_DESCRIPTION OF THE TASK_.
Copy the records from the beginning up to and including the line with "column 642, row 85", changing "patch of grass" to "grassy area" and leaving everything else the same. Leave the pictures out of your answer.

Image location labeling records:
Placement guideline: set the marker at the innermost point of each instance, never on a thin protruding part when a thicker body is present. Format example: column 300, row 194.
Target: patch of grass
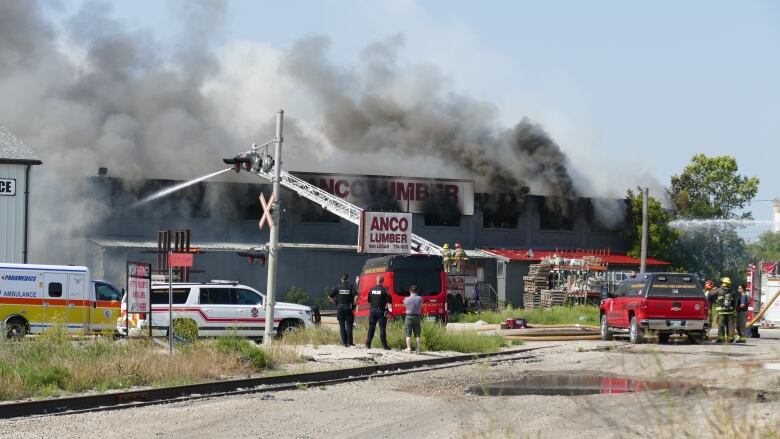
column 582, row 314
column 317, row 335
column 58, row 363
column 247, row 351
column 435, row 337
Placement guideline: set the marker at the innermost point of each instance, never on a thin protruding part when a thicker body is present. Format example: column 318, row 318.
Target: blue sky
column 642, row 85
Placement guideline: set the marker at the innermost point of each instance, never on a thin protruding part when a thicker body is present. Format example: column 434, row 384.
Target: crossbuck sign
column 385, row 232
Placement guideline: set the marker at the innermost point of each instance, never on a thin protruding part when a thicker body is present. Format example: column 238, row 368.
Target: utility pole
column 643, row 257
column 273, row 247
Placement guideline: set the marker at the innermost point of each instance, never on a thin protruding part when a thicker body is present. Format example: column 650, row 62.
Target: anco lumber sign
column 385, row 232
column 139, row 280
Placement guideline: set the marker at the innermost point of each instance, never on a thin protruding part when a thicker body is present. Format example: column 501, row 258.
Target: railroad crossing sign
column 265, row 215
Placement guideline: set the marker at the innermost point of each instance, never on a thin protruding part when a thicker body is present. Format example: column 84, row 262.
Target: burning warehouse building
column 318, row 246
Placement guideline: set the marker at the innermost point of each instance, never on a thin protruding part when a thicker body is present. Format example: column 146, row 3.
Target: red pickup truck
column 656, row 304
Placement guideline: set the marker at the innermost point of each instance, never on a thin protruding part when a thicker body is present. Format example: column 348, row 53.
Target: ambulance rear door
column 78, row 301
column 106, row 306
column 55, row 301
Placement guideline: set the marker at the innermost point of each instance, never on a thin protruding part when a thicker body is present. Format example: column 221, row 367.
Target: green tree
column 297, row 295
column 767, row 248
column 711, row 187
column 661, row 238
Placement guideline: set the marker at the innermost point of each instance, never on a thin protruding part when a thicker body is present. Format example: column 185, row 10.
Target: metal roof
column 12, row 150
column 529, row 255
column 211, row 246
column 240, row 246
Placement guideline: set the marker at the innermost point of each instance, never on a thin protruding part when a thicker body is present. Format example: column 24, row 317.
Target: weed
column 57, row 362
column 253, row 355
column 582, row 314
column 435, row 337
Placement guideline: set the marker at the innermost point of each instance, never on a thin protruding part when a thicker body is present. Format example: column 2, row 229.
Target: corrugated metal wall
column 12, row 216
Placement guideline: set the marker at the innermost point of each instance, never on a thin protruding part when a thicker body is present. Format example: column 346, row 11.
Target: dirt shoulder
column 436, row 404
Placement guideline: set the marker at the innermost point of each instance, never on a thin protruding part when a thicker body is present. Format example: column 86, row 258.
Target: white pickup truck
column 218, row 308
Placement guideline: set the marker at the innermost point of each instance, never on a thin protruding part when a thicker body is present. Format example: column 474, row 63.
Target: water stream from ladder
column 169, row 190
column 692, row 224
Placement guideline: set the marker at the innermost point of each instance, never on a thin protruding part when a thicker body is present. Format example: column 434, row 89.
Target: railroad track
column 138, row 398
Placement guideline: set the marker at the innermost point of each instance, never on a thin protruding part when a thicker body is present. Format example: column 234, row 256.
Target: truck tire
column 634, row 332
column 696, row 337
column 605, row 334
column 287, row 326
column 16, row 328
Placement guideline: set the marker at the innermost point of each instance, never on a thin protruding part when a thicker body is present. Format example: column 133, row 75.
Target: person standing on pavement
column 345, row 298
column 744, row 301
column 709, row 286
column 725, row 308
column 378, row 299
column 412, row 324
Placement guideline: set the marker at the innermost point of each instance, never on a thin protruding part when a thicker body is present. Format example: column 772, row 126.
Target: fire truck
column 401, row 272
column 763, row 286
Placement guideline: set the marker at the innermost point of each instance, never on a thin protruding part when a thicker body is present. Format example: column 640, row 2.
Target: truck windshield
column 675, row 285
column 428, row 282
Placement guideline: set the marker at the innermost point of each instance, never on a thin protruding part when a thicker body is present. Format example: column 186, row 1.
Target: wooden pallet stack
column 533, row 285
column 550, row 298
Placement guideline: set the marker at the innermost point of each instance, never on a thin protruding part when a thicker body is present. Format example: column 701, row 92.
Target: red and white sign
column 180, row 259
column 385, row 232
column 139, row 282
column 265, row 214
column 410, row 194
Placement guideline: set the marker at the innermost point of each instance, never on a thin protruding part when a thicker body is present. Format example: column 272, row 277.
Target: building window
column 556, row 214
column 310, row 212
column 190, row 202
column 499, row 211
column 608, row 215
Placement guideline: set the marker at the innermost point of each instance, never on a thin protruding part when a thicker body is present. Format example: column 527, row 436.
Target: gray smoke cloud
column 97, row 94
column 92, row 92
column 361, row 116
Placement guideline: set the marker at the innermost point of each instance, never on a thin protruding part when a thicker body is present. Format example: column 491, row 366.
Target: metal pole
column 645, row 197
column 273, row 247
column 170, row 305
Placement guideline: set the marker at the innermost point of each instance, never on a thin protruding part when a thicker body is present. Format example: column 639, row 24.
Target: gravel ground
column 436, row 404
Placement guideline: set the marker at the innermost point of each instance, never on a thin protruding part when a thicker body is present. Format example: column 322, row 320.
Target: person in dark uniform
column 378, row 298
column 345, row 297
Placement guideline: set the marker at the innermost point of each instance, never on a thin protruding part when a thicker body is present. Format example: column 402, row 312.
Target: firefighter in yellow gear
column 726, row 309
column 460, row 258
column 446, row 257
column 741, row 321
column 708, row 294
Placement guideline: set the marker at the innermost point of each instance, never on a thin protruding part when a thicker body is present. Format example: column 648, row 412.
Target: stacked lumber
column 532, row 300
column 550, row 298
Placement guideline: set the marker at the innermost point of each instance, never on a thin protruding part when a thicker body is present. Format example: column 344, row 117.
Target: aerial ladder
column 259, row 162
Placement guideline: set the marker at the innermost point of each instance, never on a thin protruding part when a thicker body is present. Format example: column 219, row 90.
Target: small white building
column 16, row 162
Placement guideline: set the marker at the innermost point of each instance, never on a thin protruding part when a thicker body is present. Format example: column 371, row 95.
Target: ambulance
column 36, row 297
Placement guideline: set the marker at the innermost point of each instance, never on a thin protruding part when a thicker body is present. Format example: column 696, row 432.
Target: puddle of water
column 570, row 385
column 769, row 366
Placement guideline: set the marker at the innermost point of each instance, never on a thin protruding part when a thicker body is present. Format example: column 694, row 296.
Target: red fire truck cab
column 401, row 272
column 656, row 304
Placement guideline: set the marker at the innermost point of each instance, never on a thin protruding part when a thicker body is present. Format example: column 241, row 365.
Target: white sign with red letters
column 385, row 232
column 139, row 283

_ANSWER BELOW_.
Placement guideline: set the marker at the innermost point of each instance, never on a thin protruding part when a thicker body is present. Format example: column 300, row 194.
Target: grassy area
column 582, row 314
column 317, row 335
column 58, row 363
column 247, row 351
column 435, row 337
Placement guideline: set the marker at the innermost point of each instance, never on a thin protruding part when a thicker body is present. Format example: column 318, row 318.
Target: blue sky
column 642, row 85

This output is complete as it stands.